Start of Records

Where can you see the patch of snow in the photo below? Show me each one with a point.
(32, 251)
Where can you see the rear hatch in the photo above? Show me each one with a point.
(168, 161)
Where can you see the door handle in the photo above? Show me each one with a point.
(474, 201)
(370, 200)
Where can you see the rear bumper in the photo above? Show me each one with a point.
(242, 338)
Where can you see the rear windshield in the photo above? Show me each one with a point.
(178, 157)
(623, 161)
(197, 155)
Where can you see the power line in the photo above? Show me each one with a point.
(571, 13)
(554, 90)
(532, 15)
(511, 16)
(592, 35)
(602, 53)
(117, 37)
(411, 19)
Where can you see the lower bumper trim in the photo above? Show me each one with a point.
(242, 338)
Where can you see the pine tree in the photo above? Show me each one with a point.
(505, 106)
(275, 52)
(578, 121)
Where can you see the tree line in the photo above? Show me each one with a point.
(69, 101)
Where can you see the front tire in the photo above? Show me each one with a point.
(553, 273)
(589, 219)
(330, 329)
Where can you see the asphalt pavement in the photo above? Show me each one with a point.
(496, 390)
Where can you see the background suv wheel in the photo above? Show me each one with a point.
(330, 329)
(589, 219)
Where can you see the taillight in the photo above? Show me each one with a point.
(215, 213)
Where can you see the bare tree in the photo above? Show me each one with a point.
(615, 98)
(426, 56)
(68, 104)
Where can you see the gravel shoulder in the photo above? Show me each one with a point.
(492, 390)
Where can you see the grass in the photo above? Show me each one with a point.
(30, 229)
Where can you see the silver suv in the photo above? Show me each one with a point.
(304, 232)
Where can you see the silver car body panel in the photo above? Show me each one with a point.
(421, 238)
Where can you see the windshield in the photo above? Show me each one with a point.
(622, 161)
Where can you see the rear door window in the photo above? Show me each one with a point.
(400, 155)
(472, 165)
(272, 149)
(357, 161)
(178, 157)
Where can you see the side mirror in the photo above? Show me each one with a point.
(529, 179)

End of Records

#### Given exercise
Copy out the items word for word, from the line containing "Where can you see the windshield" up to and including the final line of the items.

#### Written answer
Where can you see the windshield in the photo above? Show me each one with a point.
(622, 161)
Where can you see the rear door window in the photo above? Show me each one with a point.
(400, 155)
(472, 165)
(272, 149)
(357, 161)
(178, 157)
Where can you see the side mirror in the photo above? Show me each one with a point.
(529, 179)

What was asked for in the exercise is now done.